* _EXERCISE INSTRUCTIONS_:
Copy out each line of the listing below that contains the word "weight".
======== TASK INPUT
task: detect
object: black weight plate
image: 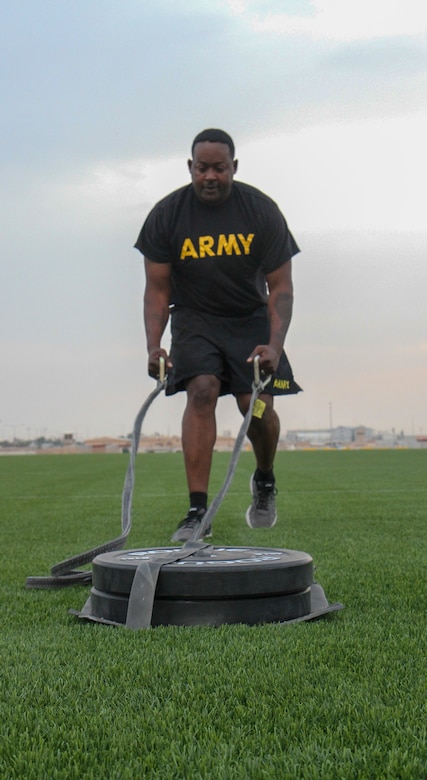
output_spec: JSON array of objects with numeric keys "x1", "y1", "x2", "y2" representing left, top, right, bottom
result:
[
  {"x1": 92, "y1": 546, "x2": 313, "y2": 599},
  {"x1": 89, "y1": 586, "x2": 312, "y2": 626}
]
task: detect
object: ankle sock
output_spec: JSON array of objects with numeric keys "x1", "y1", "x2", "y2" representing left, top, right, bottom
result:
[
  {"x1": 189, "y1": 492, "x2": 208, "y2": 511},
  {"x1": 254, "y1": 468, "x2": 275, "y2": 483}
]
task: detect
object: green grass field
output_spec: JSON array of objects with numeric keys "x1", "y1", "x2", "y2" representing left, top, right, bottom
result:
[{"x1": 0, "y1": 450, "x2": 426, "y2": 779}]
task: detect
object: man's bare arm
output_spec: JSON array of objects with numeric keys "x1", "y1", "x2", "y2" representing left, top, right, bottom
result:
[
  {"x1": 143, "y1": 257, "x2": 173, "y2": 376},
  {"x1": 247, "y1": 260, "x2": 294, "y2": 374}
]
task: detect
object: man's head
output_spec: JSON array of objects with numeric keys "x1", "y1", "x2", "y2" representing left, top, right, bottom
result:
[{"x1": 188, "y1": 129, "x2": 238, "y2": 205}]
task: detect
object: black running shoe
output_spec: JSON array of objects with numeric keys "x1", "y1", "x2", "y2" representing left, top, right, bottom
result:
[
  {"x1": 171, "y1": 508, "x2": 212, "y2": 543},
  {"x1": 245, "y1": 474, "x2": 278, "y2": 528}
]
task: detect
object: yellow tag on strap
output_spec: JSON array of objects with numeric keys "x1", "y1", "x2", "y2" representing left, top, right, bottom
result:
[{"x1": 252, "y1": 399, "x2": 266, "y2": 419}]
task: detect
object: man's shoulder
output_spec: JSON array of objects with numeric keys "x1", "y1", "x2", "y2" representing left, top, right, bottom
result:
[
  {"x1": 152, "y1": 184, "x2": 192, "y2": 212},
  {"x1": 232, "y1": 180, "x2": 279, "y2": 209}
]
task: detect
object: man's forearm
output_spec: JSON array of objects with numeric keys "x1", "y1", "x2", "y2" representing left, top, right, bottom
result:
[
  {"x1": 143, "y1": 258, "x2": 172, "y2": 355},
  {"x1": 268, "y1": 290, "x2": 293, "y2": 353},
  {"x1": 144, "y1": 294, "x2": 170, "y2": 353}
]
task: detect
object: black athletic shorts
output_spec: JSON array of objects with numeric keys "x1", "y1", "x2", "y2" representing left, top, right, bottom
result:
[{"x1": 165, "y1": 306, "x2": 302, "y2": 397}]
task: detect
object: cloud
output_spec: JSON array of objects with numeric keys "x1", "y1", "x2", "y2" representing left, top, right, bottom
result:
[
  {"x1": 3, "y1": 0, "x2": 425, "y2": 175},
  {"x1": 233, "y1": 113, "x2": 427, "y2": 234},
  {"x1": 324, "y1": 37, "x2": 427, "y2": 77},
  {"x1": 249, "y1": 0, "x2": 427, "y2": 41}
]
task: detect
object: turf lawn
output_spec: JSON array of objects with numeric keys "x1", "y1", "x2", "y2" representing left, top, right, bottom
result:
[{"x1": 0, "y1": 449, "x2": 426, "y2": 779}]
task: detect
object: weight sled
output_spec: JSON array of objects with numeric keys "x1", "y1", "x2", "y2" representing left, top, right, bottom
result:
[{"x1": 71, "y1": 545, "x2": 344, "y2": 628}]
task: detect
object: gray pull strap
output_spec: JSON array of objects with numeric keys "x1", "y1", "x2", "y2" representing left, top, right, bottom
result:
[
  {"x1": 26, "y1": 375, "x2": 167, "y2": 589},
  {"x1": 126, "y1": 541, "x2": 211, "y2": 629}
]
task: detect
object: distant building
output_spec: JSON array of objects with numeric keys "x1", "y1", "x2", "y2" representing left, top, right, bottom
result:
[
  {"x1": 284, "y1": 425, "x2": 375, "y2": 448},
  {"x1": 84, "y1": 437, "x2": 131, "y2": 454},
  {"x1": 285, "y1": 428, "x2": 331, "y2": 447}
]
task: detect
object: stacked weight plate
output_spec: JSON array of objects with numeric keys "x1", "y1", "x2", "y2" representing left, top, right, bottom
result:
[{"x1": 89, "y1": 546, "x2": 315, "y2": 627}]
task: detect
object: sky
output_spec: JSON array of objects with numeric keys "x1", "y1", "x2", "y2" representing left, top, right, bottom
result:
[{"x1": 1, "y1": 0, "x2": 426, "y2": 441}]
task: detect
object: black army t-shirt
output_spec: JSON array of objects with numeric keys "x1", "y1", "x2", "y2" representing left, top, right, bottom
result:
[{"x1": 135, "y1": 181, "x2": 300, "y2": 317}]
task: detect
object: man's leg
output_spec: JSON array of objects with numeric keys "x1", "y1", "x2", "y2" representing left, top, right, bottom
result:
[
  {"x1": 182, "y1": 374, "x2": 221, "y2": 492},
  {"x1": 236, "y1": 393, "x2": 280, "y2": 528},
  {"x1": 236, "y1": 393, "x2": 280, "y2": 471},
  {"x1": 171, "y1": 374, "x2": 221, "y2": 542}
]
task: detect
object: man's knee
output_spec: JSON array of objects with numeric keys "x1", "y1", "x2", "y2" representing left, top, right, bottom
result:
[{"x1": 186, "y1": 375, "x2": 220, "y2": 412}]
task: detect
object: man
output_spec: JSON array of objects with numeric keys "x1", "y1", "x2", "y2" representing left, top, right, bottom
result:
[{"x1": 135, "y1": 129, "x2": 301, "y2": 542}]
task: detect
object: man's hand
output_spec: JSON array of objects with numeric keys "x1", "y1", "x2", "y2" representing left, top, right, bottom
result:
[
  {"x1": 247, "y1": 345, "x2": 280, "y2": 375},
  {"x1": 148, "y1": 348, "x2": 172, "y2": 379}
]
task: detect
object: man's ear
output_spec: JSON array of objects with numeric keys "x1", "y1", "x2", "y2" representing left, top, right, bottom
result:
[
  {"x1": 187, "y1": 159, "x2": 193, "y2": 174},
  {"x1": 233, "y1": 159, "x2": 238, "y2": 173}
]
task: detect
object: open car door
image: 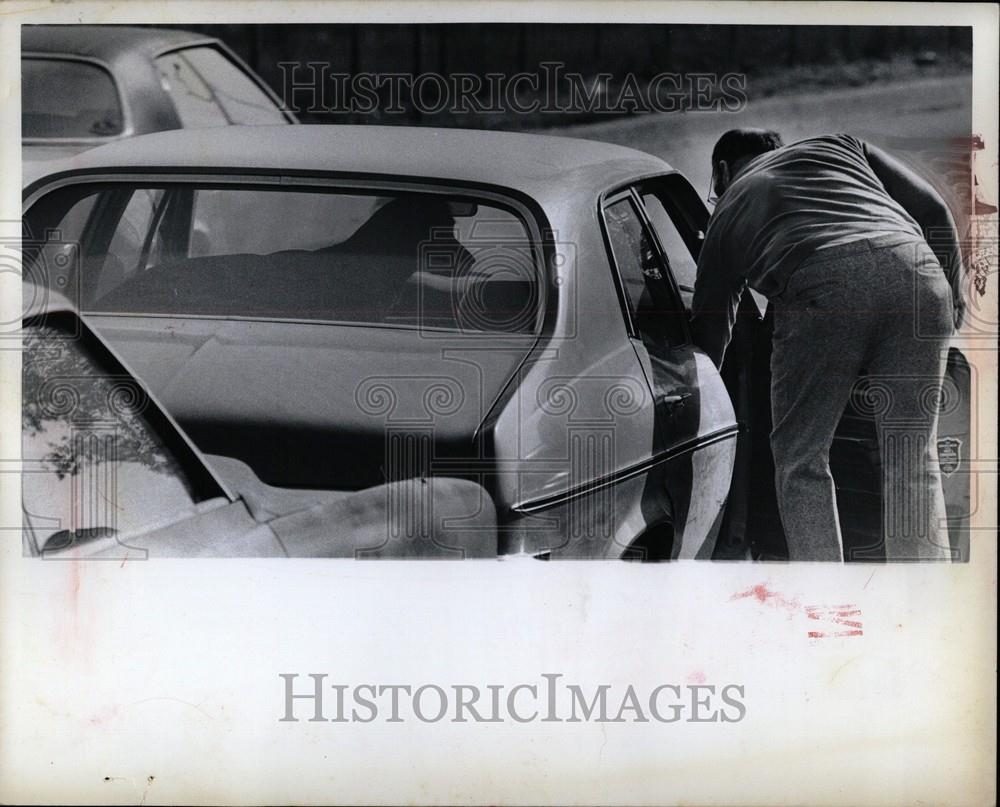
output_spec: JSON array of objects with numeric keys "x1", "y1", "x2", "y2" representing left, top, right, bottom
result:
[{"x1": 633, "y1": 174, "x2": 762, "y2": 559}]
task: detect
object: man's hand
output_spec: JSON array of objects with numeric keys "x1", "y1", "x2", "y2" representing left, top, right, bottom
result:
[{"x1": 690, "y1": 225, "x2": 748, "y2": 369}]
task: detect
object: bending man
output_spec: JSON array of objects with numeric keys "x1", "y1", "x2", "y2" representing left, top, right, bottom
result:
[{"x1": 691, "y1": 129, "x2": 964, "y2": 561}]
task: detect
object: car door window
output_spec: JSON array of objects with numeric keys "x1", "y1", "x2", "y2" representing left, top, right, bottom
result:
[
  {"x1": 636, "y1": 175, "x2": 712, "y2": 311},
  {"x1": 641, "y1": 193, "x2": 698, "y2": 296},
  {"x1": 603, "y1": 195, "x2": 687, "y2": 348}
]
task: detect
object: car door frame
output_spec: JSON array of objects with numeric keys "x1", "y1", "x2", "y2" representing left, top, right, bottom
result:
[
  {"x1": 598, "y1": 183, "x2": 701, "y2": 453},
  {"x1": 633, "y1": 171, "x2": 770, "y2": 558},
  {"x1": 598, "y1": 178, "x2": 739, "y2": 558},
  {"x1": 599, "y1": 183, "x2": 695, "y2": 345}
]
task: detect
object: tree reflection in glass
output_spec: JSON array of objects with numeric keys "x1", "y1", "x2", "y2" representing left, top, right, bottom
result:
[{"x1": 22, "y1": 323, "x2": 199, "y2": 554}]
================
* _ANSWER FOR THIS EXERCISE_:
object: black weight plate
object: weight sled
object: stacked weight plate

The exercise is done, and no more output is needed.